## About this task:
According to the grant abstract on estrogen metabolite analysis, which method does the project plan to develop and validate against the GC-MS "gold standard"?

Grant Number: 1R03CA081603-01 Interpret this number
Primary Investigator: Kurzer, Mindy
Organization: University Of Minnesota Twin Cities
Project Title: Rapid Method for Analysis of Estrogen Metabolites
Fiscal Year: 1999


In addition to the major endogenous estrogens, specific estrogen metabolites (including 16alpha(OH) estrone, 4-(OH) estrone and 4-(OH) estradiol) are thought to be genotoxic and potentially carcinogenic in humans. Despite the potential importance of endogenous estrogen metabolites in breast carcinogenesis, few studies have investigated their association with human breast cancer risk. The few epidemiological studies of estrogen metabolism and breast cancer have reported only 16alpha(OH) estrone and 2-(OH) estrone excretion or the ration between the two. The reasons for this lack of data are the difficulty and expense of estrogen metabolite analysis. Development of an inexpensive, rapid method will enable the performance of large epidemiological studies to determine the associations between specific estrogen metabolites and breast cancer risk, as well as the associations between estrogen metabolites and modifiable risk factors such as obesity and diet. The main purpose of this project is to develop a rapid, inexpensive method of analysis of estrogen metabolites, that will be practical for use in large epidemiological studies. At this time, the GC-MS "gold standard" method is very labor intensive and much too expensive for use in such studies. An HPLC-MS/MS method should provide similar quality of data at a much lower cost. The specific aims of this project are to develop an HPLC-MS/MS method for analysis of urinary estrogens and estrogen metabolites, and to validate this method against the "gold standard" GC-MS method. Urine from the mid-follicular and mid-luteal phases of the menstrual cycle, a well as from post-menopausal women, will be analyzed for both methods for determination of quality control parameters. The development of this method will enable the performance of large epidemiological studies of estrogen metabolism and breast cancer.

## Excerpted records:
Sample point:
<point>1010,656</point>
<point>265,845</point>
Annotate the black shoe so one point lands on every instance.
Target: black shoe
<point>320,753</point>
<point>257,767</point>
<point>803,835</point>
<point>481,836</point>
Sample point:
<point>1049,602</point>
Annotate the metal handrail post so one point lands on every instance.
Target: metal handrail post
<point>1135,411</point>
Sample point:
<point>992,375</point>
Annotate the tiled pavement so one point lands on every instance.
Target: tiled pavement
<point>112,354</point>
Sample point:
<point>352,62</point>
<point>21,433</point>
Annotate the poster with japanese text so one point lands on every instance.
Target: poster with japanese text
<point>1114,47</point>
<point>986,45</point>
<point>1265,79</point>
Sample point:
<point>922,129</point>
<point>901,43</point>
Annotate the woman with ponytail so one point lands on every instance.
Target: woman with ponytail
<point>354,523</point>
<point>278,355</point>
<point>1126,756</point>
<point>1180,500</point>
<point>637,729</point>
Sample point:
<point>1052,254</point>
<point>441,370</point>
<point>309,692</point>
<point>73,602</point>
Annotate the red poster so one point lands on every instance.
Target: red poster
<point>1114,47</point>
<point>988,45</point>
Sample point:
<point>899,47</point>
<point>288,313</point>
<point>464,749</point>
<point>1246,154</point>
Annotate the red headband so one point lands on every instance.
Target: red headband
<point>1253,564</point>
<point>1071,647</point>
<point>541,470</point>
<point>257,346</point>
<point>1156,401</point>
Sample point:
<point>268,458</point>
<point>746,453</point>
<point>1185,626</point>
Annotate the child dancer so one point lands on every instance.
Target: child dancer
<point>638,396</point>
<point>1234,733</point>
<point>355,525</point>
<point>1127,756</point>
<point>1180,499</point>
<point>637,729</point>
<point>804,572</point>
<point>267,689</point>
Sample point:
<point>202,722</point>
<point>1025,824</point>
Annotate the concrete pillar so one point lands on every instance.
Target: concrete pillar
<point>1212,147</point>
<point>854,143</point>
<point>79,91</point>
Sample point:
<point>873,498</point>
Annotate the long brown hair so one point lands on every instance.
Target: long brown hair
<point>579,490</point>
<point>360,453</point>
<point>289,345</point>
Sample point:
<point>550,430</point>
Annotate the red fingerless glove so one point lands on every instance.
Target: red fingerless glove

## Task answer:
An HPLC-MS/MS method for analysis of urinary estrogens and estrogen metabolites.